- _TASK INSTRUCTIONS_: Each line of the data below that carries the word "waterfall" needs to be copied.

[Natural language region descriptions]
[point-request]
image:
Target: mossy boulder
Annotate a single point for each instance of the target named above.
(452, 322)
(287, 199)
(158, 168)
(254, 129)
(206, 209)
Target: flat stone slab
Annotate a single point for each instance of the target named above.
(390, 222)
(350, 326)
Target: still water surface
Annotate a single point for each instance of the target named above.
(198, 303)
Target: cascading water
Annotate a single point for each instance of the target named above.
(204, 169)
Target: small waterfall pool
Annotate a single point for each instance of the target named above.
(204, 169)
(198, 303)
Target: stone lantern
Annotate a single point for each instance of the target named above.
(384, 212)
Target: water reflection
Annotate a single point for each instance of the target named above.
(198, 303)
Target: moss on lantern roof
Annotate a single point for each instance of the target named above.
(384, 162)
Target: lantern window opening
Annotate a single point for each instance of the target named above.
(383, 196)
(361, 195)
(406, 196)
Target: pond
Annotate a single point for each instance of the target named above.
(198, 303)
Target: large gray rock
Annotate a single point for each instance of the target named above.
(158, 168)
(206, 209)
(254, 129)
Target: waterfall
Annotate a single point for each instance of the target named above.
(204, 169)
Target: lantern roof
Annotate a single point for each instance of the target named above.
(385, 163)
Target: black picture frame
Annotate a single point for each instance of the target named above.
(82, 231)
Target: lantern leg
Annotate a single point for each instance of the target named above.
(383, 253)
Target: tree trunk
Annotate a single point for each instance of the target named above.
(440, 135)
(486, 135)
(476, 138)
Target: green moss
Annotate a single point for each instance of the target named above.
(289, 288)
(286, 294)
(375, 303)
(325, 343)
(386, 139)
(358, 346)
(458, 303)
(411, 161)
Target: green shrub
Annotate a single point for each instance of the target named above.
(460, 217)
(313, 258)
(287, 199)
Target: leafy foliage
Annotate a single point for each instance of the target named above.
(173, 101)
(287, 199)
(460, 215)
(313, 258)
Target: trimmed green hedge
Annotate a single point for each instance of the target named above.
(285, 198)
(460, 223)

- _RESULT FOR THIS TASK_:
Target: small waterfall pool
Target: waterfall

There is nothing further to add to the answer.